— Begin GIVEN INFORMATION —

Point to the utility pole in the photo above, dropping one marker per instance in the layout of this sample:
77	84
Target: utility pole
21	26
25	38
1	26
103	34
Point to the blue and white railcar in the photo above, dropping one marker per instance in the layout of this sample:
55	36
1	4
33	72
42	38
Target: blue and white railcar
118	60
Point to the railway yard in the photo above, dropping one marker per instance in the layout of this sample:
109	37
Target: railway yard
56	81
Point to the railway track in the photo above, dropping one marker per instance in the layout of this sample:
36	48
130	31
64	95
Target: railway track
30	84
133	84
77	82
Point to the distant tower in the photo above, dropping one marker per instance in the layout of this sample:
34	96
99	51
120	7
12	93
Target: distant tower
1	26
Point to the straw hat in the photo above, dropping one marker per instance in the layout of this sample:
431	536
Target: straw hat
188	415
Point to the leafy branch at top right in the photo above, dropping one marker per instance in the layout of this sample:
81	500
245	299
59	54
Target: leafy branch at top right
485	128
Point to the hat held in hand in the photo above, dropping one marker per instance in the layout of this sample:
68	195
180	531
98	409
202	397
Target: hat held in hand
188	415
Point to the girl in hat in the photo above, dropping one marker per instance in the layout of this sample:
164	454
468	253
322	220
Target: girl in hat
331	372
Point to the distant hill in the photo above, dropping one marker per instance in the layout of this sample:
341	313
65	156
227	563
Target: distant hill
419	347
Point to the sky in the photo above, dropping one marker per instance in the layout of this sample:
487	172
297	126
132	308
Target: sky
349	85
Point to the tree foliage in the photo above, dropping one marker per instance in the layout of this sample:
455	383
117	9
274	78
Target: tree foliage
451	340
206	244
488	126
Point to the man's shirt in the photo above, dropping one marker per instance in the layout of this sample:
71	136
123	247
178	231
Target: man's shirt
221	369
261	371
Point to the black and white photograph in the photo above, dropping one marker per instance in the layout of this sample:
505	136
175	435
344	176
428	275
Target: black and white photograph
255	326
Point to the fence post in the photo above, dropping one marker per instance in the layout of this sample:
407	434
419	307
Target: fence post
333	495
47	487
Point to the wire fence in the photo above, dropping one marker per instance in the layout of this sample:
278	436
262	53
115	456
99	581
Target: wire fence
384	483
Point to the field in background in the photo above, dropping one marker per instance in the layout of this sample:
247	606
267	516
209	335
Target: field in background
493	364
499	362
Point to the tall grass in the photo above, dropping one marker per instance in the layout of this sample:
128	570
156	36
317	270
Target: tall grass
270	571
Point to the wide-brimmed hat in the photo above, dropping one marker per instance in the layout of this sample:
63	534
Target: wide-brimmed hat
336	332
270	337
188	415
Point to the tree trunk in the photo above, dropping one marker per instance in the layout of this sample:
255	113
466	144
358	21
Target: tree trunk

— End GIVEN INFORMATION —

● PROBLEM DETAILS: Reproduce the stretch of the records from the line containing "Point to the wire" through the end of the records, both ends included and with every line kept, requests included. Shift each answer coordinate up by 126, leaving the requests and their format samples unchanged.

● COMPLETE RESPONSE:
Point to the wire fence in the photo above, dropping one marker per instance in the layout of this sample:
278	436
262	53
115	456
99	581
Target: wire fence
510	609
Point to the field in background in the photo above, dropping one marker per instance in the layout of this sample:
247	606
267	516
209	335
Target: field in background
619	490
625	488
Point to the tall grass in the photo above, dropping one marker per instance in the layout of this sample:
128	570
156	36
317	270
Target: tall grass
396	697
Point to the wide-brimmed hat in the photo above, dropping one marker per instance in the layout of this sample:
63	534
Target: wide-brimmed hat
462	458
396	463
314	541
Point to the tree trunk in the photo above, dropping one marker per instance in the layout of this sample:
255	113
466	144
358	21
Target: tree trunk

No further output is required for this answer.